Task to carry out ::
In the passage on the inflationary "separate universe" picture, how do the authors define the coarse-grained soft fields?

Passage shown ::
------------------------------------------------
A locality rule for short-wavelength quantum states keeps the inflationary “separate universe” picture safe
This paper asks when the effective description of very long-wavelength fluctuations during cosmic inflation remains valid after we average over shorter-wavelength behavior. The authors propose a simple physical criterion: the quantum state of the short-wavelength or “hard” degrees of freedom inside each local patch should depend on the long-wavelength or “soft” fields only through the soft-field values inside the same patch. When this locality condition holds, the coarse-grained dynamics of the soft modes stays local and familiar approximation schemes remain trustworthy.
The work is framed in the language used for early-universe calculations: the gradient expansion and the separate-universe approach. These methods treat regions much larger than the causal scale (the Hubble scale) as nearly independent “local universes.” The authors define coarse-grained soft fields by averaging over fixed comoving patches of size L and define the hard modes as the leftover short-scale pieces. They then formulate a precise locality condition on the hard-mode quantum state (referred to in the paper as Eq. (28)): in each patch the hard-mode state must depend on the soft fields only through the coarse-grained values in that patch.
------------------------------------------------
Excerpted data ::
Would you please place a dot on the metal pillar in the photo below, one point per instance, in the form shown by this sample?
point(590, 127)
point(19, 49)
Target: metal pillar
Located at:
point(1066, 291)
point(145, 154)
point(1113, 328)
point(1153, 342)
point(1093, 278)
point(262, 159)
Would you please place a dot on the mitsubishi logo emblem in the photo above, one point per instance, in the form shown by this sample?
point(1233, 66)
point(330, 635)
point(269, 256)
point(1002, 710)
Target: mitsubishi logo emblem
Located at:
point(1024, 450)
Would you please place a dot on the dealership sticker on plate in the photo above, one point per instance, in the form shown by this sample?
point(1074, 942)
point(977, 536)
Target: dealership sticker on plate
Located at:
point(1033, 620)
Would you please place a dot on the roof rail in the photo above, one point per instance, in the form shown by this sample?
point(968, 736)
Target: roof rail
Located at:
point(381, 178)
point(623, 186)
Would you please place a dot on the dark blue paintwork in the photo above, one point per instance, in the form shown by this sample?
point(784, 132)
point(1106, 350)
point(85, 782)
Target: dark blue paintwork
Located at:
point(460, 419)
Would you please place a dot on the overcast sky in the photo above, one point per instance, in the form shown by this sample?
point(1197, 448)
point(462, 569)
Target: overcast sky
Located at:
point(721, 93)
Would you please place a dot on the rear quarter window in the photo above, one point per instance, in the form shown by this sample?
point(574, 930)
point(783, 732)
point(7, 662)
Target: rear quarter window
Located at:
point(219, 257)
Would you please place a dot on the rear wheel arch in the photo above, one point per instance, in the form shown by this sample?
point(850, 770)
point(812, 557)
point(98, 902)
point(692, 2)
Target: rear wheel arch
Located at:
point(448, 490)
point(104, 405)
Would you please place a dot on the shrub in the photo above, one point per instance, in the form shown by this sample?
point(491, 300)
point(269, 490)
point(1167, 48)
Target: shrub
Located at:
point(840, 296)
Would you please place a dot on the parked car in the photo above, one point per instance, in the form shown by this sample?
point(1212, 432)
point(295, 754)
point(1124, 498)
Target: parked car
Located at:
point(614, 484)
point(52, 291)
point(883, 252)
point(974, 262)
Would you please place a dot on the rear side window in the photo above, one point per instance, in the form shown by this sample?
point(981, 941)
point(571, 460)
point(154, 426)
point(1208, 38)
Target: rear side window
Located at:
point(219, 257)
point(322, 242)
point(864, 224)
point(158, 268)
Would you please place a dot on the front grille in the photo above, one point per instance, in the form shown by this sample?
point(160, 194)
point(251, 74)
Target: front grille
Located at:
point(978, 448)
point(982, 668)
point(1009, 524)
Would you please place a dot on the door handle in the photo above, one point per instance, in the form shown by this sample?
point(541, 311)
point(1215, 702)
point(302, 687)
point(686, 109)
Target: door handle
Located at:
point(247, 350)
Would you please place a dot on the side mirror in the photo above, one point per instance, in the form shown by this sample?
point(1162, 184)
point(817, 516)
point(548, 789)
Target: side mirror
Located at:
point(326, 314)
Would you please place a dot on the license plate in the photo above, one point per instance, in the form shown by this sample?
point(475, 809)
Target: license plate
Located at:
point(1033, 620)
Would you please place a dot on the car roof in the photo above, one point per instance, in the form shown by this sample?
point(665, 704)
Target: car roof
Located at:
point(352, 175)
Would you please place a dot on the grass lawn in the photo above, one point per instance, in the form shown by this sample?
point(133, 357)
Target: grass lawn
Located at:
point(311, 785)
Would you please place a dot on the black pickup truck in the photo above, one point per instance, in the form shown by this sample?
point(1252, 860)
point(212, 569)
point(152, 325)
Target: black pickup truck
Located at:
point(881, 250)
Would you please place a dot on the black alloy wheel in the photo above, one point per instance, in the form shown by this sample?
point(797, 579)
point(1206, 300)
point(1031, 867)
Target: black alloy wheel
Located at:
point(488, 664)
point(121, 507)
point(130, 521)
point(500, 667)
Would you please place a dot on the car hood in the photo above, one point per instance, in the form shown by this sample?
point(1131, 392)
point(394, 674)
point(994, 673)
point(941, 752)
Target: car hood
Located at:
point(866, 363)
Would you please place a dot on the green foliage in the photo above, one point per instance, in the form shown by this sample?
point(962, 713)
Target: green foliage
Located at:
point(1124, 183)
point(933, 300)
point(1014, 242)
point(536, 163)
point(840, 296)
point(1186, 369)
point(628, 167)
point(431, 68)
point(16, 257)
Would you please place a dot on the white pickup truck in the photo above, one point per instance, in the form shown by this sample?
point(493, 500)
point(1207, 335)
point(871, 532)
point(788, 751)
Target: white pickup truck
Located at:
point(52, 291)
------------------------------------------------
Task response ::
They define them by averaging over fixed comoving patches of size L.